> OBJECTIVE: Please format the data from its first line through the line containing "M 269 250 L" as a JSON list of strings, with one string per line and blank lines left out.

> GIVEN RECORDS:
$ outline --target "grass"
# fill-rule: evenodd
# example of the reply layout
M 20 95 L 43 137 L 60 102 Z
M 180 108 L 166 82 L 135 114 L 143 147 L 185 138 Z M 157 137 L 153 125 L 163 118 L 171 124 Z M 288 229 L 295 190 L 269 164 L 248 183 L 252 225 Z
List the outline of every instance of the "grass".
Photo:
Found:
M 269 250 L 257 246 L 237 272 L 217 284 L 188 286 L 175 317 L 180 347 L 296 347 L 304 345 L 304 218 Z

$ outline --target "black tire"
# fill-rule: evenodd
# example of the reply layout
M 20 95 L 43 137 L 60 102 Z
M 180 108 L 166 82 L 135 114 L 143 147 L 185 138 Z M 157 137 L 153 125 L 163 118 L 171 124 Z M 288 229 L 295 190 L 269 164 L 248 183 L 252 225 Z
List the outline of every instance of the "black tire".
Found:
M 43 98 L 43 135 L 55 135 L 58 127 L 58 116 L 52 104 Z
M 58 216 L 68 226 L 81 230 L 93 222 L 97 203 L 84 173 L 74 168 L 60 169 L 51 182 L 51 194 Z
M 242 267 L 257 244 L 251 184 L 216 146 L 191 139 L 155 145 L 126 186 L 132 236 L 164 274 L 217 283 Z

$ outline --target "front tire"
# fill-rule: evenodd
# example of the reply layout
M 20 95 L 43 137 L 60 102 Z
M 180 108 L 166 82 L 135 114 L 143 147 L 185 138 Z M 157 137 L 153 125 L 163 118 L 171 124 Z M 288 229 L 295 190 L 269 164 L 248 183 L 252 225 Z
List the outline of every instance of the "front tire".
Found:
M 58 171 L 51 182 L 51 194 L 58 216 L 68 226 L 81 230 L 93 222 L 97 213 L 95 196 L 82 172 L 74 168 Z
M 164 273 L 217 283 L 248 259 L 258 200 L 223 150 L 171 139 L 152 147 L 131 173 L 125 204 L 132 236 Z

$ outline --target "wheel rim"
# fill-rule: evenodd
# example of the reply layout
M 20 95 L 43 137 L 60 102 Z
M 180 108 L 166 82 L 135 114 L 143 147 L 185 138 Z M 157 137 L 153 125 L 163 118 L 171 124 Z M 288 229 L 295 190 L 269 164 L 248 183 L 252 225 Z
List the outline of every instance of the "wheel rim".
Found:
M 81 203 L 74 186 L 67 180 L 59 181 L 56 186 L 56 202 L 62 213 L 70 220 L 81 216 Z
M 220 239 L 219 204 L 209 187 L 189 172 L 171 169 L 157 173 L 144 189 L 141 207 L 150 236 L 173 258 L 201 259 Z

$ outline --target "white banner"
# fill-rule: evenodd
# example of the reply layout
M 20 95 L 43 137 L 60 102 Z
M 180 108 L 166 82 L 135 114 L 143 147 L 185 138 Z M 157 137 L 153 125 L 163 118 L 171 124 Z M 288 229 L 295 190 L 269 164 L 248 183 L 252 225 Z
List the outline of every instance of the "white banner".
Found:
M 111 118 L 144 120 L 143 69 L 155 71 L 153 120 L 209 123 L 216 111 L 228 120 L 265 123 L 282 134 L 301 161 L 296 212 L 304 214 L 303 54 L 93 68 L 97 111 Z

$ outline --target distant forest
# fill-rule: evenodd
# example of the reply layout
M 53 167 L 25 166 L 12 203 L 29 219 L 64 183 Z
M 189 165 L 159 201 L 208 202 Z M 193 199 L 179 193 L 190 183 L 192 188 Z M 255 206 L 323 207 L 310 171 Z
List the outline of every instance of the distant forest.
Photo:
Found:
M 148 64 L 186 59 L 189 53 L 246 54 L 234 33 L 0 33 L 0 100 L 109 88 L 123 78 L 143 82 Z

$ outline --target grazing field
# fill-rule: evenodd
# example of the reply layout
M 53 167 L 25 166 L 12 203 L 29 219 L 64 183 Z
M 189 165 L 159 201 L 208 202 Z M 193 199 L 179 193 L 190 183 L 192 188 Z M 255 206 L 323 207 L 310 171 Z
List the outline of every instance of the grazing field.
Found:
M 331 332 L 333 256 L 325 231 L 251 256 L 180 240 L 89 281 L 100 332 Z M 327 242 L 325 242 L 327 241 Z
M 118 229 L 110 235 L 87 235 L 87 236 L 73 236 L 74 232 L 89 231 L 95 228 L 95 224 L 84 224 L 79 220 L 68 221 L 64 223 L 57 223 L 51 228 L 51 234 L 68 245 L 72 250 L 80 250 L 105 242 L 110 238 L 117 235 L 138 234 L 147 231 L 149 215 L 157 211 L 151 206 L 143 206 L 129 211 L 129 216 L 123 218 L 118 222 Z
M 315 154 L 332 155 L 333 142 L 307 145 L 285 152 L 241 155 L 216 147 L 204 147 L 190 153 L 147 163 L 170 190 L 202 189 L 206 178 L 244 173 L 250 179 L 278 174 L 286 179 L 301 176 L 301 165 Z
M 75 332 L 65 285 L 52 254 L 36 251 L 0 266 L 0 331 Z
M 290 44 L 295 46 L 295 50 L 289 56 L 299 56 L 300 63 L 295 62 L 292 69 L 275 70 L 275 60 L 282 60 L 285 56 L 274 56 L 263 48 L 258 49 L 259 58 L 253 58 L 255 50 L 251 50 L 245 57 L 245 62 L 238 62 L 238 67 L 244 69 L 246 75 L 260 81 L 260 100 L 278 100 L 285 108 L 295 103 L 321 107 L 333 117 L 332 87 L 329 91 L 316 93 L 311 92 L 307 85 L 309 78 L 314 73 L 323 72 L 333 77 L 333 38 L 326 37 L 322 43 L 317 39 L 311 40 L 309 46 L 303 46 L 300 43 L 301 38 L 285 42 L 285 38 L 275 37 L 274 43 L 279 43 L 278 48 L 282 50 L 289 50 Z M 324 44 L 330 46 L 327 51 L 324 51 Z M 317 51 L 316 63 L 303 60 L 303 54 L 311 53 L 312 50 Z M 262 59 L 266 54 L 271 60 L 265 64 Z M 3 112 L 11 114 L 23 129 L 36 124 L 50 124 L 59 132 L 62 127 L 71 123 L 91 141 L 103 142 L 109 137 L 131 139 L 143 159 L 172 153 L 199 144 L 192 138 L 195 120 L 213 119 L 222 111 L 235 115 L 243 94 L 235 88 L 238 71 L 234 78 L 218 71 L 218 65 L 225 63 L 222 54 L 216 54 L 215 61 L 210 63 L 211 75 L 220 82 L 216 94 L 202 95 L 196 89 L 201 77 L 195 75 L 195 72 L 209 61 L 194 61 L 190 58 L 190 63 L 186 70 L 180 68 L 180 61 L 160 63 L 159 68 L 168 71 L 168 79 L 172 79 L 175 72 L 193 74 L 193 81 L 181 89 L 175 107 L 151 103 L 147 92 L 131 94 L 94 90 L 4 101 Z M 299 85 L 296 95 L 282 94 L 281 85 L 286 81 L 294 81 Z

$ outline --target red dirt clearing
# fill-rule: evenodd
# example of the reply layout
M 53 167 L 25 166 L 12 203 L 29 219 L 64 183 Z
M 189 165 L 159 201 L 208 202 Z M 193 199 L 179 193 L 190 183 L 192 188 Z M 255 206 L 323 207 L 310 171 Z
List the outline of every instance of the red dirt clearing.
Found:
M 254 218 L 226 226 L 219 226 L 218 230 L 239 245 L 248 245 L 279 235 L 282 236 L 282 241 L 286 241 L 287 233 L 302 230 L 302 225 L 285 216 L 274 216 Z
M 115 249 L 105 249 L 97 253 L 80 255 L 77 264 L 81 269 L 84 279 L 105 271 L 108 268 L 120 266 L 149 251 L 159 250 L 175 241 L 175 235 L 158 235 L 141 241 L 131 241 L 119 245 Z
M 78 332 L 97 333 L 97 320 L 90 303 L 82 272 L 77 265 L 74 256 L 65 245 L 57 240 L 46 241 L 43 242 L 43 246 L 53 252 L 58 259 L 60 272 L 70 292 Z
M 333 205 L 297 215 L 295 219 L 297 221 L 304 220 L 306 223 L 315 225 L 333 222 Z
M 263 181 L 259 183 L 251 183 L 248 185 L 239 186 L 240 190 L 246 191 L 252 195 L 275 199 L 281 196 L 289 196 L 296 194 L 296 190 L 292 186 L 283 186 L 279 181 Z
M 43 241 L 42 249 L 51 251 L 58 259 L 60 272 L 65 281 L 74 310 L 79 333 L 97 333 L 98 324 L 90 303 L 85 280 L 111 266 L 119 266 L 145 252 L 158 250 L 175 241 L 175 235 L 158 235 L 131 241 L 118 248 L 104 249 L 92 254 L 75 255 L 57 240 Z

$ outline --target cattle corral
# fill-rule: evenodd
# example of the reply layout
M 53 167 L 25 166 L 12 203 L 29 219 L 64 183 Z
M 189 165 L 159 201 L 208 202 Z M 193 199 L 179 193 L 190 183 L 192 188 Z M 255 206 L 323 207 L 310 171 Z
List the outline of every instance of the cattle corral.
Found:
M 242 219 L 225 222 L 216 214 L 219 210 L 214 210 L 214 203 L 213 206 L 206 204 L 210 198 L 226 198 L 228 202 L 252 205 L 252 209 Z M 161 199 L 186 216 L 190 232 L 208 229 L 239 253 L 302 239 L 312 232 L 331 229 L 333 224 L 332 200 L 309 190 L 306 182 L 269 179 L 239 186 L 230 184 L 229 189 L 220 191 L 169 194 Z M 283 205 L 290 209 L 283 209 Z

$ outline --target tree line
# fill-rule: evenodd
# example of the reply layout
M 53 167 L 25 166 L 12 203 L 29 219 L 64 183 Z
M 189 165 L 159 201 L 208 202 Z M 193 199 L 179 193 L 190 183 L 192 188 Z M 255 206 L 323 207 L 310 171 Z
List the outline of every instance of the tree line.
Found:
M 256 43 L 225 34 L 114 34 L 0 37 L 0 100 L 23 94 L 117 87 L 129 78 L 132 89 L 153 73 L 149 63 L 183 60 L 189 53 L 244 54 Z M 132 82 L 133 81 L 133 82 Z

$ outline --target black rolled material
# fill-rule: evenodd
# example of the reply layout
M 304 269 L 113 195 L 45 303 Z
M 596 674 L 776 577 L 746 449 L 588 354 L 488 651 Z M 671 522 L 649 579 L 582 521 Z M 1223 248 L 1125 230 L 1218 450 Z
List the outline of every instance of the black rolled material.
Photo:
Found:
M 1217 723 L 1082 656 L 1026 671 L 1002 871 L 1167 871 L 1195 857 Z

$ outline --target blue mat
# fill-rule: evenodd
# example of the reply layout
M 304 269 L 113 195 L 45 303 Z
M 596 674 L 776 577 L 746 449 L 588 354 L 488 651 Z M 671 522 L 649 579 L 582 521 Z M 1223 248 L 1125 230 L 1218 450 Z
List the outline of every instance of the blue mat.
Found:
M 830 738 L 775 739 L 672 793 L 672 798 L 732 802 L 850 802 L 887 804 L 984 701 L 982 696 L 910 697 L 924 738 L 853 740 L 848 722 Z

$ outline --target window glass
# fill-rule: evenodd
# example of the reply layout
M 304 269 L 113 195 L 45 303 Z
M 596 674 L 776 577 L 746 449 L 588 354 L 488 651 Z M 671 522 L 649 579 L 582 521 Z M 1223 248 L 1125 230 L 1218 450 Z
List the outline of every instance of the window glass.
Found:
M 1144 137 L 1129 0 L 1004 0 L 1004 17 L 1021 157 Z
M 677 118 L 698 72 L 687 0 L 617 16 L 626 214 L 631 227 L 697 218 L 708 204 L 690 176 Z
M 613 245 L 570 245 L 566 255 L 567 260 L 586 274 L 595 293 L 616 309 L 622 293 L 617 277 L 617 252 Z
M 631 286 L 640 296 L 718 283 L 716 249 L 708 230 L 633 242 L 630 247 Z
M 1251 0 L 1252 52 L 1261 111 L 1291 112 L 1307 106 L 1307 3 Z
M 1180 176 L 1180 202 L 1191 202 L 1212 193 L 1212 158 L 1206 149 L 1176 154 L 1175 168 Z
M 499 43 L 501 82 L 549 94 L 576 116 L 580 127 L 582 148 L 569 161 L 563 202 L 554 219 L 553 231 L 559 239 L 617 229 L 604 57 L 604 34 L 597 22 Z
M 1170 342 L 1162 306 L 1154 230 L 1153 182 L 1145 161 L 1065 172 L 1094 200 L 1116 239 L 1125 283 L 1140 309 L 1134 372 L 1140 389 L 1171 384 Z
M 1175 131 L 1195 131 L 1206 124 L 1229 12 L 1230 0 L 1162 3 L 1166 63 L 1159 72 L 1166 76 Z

> OUTPUT:
[
  "$ outline --target \"grass\"",
  "# fill-rule: evenodd",
  "# example of the reply layout",
  "M 20 95 L 43 137 L 60 102 Z",
  "M 180 108 L 166 82 L 135 114 L 143 147 L 185 138 Z M 157 137 L 153 125 L 163 118 L 171 124 Z M 288 229 L 295 190 L 269 164 L 248 183 L 252 225 Z",
  "List the outline of every instance of the \"grass\".",
  "Photo:",
  "Found:",
  "M 269 250 L 257 246 L 237 272 L 217 284 L 188 286 L 175 317 L 180 347 L 296 347 L 304 345 L 304 218 Z"
]